SELECTED EXCERPT:
One day she admitted to this man that she would like to write a book. ‘Are you aware just how difficult that is?’ he asked.

At that moment, Ward made a defiant resolution: ‘I decided that by the time I was 40, I would have written a serious book on a significant subject.’

For her debut, Ward selected a particularly challenging story. The cast of characters listed, blockbuster-style, at the beginning of her text runs to seven pages. All these Harveys and Herberts, with their preppy diminutives, were players in an epic catastrophe, fuelled by greed and self-delusion, but notably lacking in the self-knowledge or retribution that provide the catharsis in classical tragedies.

The scale of Lehman’s downfall is at once gargantuan and minute.

On the one hand, the bank’s fall was both symptom and factor in the global financial crisis. On the other, the story has something of the quality of Hans Christian Andersen’s chilling fairy story about the scientist who observes a drop of water under a microscope and sees in it a myriad tiny organisms, fighting and betraying one another with all the energy their little forms can muster, unaware of the fact that they could all be swept away in an instant by a flick of a housemaid’s duster.

The story of the latter years of Lehman begins in the early 1980s with something almost like innocence – not a quality readily associated with Wall Street, but Lehman always saw itself as standing slightly apart from the common financial herd.

Richard Fuld

Protestors hold signs behind Richard Fuld, executive of Lehman Brothers Holdings

In 1984 the bank had just emerged from a vicious bout of corporate infighting. In the shake-out that followed, five men became preeminent: Dick Fuld, a foul-mouthed trader known as ‘the Gorilla’ for his sloping forehead and habit of grunting, and a quartet known as the Ponderosa Boys, in reference to the 1960s TV series Bonanza.

The Ponderosa Boys – Chris Pettit, Joe Gregory, Tommy Tucker and Stevie Lessing – were neighbours.

They drove to work together and their families socialised together. They were a band of brothers, led by Pettit, a former Marine, and they brought their ethos to the firm they ran.

Pettit was seen as ‘Messianic’. His code of personal and professional honour inspired those who worked with him and clearly enraptures Ward, who dates Lehman’s slide towards bankruptcy from the moment that Pettit lost sight of his ideals.

The death agonies of Lehman have provided rich pickings for a host of authors and film-makers, but for a reader from outside the hermetic world of high finance, the fascination of Ward’s account lies in the human stories and the quirky detail.

She excels at these: interminable accounts of meetings are lightened with vignettes: Hank Paulson’s holey socks; Henry Kissinger stirring sweetener into his iced tea with the eraser end of his pencil.

The tragic figure of Pettit, who lost his ideals, his solid family life and, soon afterward, his life in a freak snowmobile accident, haunts Ward’s pages (she even tries to contact him in a séance), and her account of the horror of being a Lehman wife is so chilling that one wishes she’d given it more than a single chapter.

QUESTIONS:
1. The passage about Lehman's downfall names the men who became preeminent after the 1984 shake-out. List all five.
2. Retype the passage about Lehman's downfall word for word, starting at "They drove to" and ending at "the quirky detail.".

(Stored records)
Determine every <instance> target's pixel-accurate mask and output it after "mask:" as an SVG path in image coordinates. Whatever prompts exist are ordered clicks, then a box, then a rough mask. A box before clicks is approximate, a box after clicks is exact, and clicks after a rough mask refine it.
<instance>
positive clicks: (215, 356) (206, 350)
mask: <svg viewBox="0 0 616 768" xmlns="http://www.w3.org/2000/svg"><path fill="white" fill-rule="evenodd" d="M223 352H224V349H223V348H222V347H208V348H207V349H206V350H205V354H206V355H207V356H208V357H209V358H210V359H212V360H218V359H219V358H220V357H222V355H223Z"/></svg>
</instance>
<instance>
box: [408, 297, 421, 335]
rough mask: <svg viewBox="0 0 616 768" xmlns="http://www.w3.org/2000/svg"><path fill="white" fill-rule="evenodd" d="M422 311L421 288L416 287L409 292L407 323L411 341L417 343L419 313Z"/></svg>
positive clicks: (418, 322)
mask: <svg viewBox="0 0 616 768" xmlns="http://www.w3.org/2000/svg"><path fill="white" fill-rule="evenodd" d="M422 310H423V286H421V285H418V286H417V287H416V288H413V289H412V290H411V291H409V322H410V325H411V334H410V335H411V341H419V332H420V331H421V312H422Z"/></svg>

EXPECTED RESPONSES:
1. Dick Fuld, Chris Pettit, Joe Gregory, Tommy Tucker, Stevie Lessing

2.
They drove to work together and their families socialised together. They were a band of brothers, led by Pettit, a former Marine, and they brought their ethos to the firm they ran.

Pettit was seen as ‘Messianic’. His code of personal and professional honour inspired those who worked with him and clearly enraptures Ward, who dates Lehman’s slide towards bankruptcy from the moment that Pettit lost sight of his ideals.

The death agonies of Lehman have provided rich pickings for a host of authors and film-makers, but for a reader from outside the hermetic world of high finance, the fascination of Ward’s account lies in the human stories and the quirky detail.